▶ **Excerpted passage**:
━━━━━━━━
A vector database stores text, images, or other data as high-dimensional embeddings and retrieves the most similar items by mathematical distance. It is the substrate underneath retrieval-augmented generation, semantic search, and recommendation systems — the part of an AI stack that lets the model find relevant context without keyword matching.

What a vector database stores.

Each row is an embedding (typically a 384, 768, or 1536-dimensional float vector) plus the original text and a handful of metadata fields. Queries are also embedded, then the database returns the top-k rows closest in vector space by cosine similarity or dot product.

When to use a vector database.

  • Retrieval for RAG. Grounding an LLM in your own documents, policies, transcripts, or product specs.
  • Semantic search. Search interfaces where keyword match alone misses obvious answers ("how do I cancel" should match "cancellation policy").
  • De-duplication and clustering. Finding near- duplicate records, similar leads, similar tickets.
━━━━━━━━
▶ **Task 1**: Duplicate the vector database overview word for word, starting at "What a vector" and ending at "leads, similar tickets.".
▶ **Task 2**: Write the next part of the vector database overview, picking up after its final sentence.

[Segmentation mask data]
━━━━━━━━
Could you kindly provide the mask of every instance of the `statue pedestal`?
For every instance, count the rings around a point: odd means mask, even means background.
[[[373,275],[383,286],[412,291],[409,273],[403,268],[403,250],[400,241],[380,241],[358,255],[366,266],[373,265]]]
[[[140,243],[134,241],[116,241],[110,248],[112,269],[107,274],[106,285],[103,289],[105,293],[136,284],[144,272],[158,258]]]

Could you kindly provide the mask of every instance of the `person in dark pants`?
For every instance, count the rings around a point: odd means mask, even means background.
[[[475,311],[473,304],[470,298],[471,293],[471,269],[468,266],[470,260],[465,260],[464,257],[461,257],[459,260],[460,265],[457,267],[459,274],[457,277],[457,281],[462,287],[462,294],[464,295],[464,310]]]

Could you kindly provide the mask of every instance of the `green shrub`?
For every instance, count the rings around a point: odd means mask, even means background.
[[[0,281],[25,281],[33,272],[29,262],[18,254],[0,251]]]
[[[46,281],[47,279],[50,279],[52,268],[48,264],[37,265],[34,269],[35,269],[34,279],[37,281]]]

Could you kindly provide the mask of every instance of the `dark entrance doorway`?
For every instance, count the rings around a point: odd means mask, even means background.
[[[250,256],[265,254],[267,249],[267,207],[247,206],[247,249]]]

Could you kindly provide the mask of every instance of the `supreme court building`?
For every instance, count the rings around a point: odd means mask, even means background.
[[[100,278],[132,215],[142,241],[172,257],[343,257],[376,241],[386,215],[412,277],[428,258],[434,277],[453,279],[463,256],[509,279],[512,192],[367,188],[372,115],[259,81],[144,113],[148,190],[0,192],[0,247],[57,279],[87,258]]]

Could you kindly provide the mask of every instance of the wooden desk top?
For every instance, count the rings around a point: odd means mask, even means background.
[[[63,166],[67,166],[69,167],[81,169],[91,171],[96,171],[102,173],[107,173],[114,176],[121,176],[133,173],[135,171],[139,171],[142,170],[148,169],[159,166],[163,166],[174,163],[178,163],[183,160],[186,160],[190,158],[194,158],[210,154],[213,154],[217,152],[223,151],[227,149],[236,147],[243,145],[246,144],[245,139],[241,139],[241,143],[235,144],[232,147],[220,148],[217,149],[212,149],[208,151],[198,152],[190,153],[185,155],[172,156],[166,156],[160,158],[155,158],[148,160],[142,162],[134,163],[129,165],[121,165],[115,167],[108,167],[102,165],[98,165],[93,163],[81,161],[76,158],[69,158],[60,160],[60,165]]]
━━━━━━━━
▶ **Written response 1**:
What a vector database stores.

Each row is an embedding (typically a 384, 768, or 1536-dimensional float vector) plus the original text and a handful of metadata fields. Queries are also embedded, then the database returns the top-k rows closest in vector space by cosine similarity or dot product.

When to use a vector database.

  • Retrieval for RAG. Grounding an LLM in your own documents, policies, transcripts, or product specs.
  • Semantic search. Search interfaces where keyword match alone misses obvious answers ("how do I cancel" should match "cancellation policy").
  • De-duplication and clustering. Finding near- duplicate records, similar leads, similar tickets.

▶ **Written response 2**:
  • Recommendation. "Items similar to this one" without building an explicit taxonomy.

What a vector database is not.

It is not a replacement for a relational database. It is not where you put your customer records, transaction history, or source of truth. Vector databases live alongside Postgres, MySQL, or whatever the system of record already is, and they store embeddings derived from that data.

“Postgres is the source of truth. The vector store is the index for similarity.”

Morvion's defaults.

For most engagements, Morvion uses pgvector — the Postgres extension that adds vector columns and similarity operators. It keeps everything in one database, simplifies backup and access control, and scales comfortably to millions of embeddings. Dedicated vector services (Pinecone, Qdrant, Weaviate) earn their complexity at the tens-of- millions-of-vectors threshold, not before.

Frequently asked.

What is a vector database?
A vector database stores text and other data as high-dimensional embeddings and retrieves the most similar items by mathematical distance. It is the substrate underneath RAG, semantic search, and recommendation systems.
Do I need a vector database to use AI?
No. You only need one when your AI workflow has to retrieve from a large corpus of your own data. Direct prompts to an LLM, function-calling, and well-scoped agentic workflows can all work without retrieval at all.
What vector database does Morvion use by default?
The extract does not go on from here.